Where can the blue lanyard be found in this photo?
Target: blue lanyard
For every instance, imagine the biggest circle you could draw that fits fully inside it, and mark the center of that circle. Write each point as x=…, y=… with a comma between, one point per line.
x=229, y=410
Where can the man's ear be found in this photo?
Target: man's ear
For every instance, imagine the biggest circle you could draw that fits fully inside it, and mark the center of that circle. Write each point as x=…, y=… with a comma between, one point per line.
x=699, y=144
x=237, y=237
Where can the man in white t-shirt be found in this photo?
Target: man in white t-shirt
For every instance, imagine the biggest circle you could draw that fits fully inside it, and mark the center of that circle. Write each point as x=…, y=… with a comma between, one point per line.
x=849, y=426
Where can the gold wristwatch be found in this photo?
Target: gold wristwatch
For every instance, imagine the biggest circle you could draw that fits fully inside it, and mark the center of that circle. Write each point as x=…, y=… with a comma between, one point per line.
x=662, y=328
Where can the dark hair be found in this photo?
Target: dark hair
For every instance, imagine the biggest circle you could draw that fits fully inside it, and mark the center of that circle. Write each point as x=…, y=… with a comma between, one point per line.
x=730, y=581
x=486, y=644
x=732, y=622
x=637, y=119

- **WORK ITEM**
Give back exactly what runs from the first line of the listing above to the line that contains "Target: gold wristwatch", keeping both end lines.

- **EXERCISE ANSWER**
Where can the blue lanyard be found in this photo?
Target: blue lanyard
For every instance, imagine the biggest circle you could draw that fits fully inside it, and mark the center of that circle. Write each point as x=…, y=… with a comma between, one point per line.
x=229, y=410
Where can the man's ear be found in this photo?
Target: man's ear
For every instance, imagine the biggest circle you could draw that fits fully inside it, and mark the center of that circle. Write each point as x=…, y=… with a comma between, one point per line.
x=699, y=144
x=237, y=237
Where can the man in white t-shirt be found in this photo?
Target: man in white t-shirt
For every instance, imagine the biggest circle you could draw that fits fully inside it, and mark the center of that circle. Write each point as x=…, y=… with a comma between, one point per line.
x=849, y=426
Where can the gold wristwatch be found in this photo?
Target: gold wristwatch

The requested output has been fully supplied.